▶ **Aim of the task**
Write out the lines from the one containing "of the irregular" through the last line, inclusive, replacing "tree canopy" with "treetops" and leaving everything else unchanged.

▶ **Provided information**
########
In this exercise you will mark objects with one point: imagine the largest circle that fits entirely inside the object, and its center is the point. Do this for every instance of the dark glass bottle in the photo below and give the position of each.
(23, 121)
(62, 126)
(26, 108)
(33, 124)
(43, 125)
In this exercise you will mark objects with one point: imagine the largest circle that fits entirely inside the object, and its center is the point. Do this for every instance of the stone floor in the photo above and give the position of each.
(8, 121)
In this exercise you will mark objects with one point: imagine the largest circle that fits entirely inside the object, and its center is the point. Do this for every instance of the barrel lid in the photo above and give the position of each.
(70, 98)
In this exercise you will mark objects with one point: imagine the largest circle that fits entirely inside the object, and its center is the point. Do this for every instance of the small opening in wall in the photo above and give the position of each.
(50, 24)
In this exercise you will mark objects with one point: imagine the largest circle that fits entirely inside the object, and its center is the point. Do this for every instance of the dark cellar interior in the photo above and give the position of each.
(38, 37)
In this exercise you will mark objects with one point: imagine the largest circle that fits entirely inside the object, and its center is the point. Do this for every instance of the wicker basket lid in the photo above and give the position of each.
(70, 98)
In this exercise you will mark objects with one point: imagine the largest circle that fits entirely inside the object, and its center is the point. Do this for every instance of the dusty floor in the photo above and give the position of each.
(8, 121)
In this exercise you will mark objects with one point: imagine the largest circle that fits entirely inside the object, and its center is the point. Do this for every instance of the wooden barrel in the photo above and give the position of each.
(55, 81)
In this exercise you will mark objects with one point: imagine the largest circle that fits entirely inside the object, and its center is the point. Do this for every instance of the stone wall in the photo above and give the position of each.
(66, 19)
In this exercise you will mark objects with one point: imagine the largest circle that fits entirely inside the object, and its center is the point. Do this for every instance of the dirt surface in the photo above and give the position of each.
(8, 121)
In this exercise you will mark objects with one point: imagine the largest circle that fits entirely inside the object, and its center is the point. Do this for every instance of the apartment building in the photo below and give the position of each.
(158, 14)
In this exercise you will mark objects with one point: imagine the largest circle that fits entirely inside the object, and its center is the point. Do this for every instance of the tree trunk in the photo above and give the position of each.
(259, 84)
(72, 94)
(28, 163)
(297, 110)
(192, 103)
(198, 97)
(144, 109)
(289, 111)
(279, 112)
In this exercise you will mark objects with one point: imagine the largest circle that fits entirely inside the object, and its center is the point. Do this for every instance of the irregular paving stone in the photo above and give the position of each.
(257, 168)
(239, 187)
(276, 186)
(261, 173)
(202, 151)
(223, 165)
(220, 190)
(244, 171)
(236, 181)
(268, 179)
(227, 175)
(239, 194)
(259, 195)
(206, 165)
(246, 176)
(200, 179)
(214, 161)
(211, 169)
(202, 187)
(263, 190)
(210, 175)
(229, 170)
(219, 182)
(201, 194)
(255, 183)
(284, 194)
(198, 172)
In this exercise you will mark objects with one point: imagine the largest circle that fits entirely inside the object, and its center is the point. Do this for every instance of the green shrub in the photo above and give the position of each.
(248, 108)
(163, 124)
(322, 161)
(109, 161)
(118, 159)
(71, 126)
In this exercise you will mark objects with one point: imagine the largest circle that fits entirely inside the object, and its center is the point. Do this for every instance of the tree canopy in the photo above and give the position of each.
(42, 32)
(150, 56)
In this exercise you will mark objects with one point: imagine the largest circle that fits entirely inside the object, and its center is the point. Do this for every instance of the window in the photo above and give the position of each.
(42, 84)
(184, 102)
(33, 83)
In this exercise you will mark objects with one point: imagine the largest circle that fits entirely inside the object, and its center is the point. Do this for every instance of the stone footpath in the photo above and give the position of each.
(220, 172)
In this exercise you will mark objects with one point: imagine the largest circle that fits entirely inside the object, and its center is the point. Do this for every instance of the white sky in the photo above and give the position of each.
########
▶ **The response**
In this exercise you will mark objects with one point: imagine the largest circle that fits entirely inside the object, and its center is the point. Do this for every instance of the irregular paving stone in the photo above and give the position of each.
(257, 168)
(239, 187)
(276, 186)
(261, 173)
(202, 151)
(223, 165)
(220, 190)
(244, 171)
(236, 181)
(268, 179)
(227, 175)
(239, 194)
(259, 195)
(206, 165)
(246, 176)
(200, 179)
(214, 161)
(211, 169)
(202, 187)
(263, 190)
(210, 175)
(229, 170)
(219, 182)
(201, 194)
(255, 183)
(284, 194)
(198, 172)
In this exercise you will mark objects with one point: imagine the largest circle that fits entirely inside the object, and its center is the point. Do this for every instance of the green shrub in the photo above and give the position of each.
(248, 108)
(163, 124)
(322, 161)
(109, 161)
(118, 159)
(71, 126)
In this exercise you will mark objects with one point: imagine the largest circle that fits entirely inside the object, and its center is the point. Do this for every instance of the treetops in the photo above and give the position of each.
(42, 32)
(150, 56)
In this exercise you will mark objects with one point: imagine the largest circle that fits entirely inside the object, and its center is the point. Do this for every instance of the window in the photo above and give the position of each.
(42, 84)
(184, 102)
(33, 83)
In this exercise you will mark objects with one point: imagine the largest circle that fits entirely inside the object, and its center is the point. Do this for every instance of the stone footpath in the photo above and give the position of each.
(220, 172)
In this exercise you will mark objects with one point: imagine the largest circle that fits entirely inside the object, and its center is the point. Do this for every instance of the white sky in the photo above and give the position of each.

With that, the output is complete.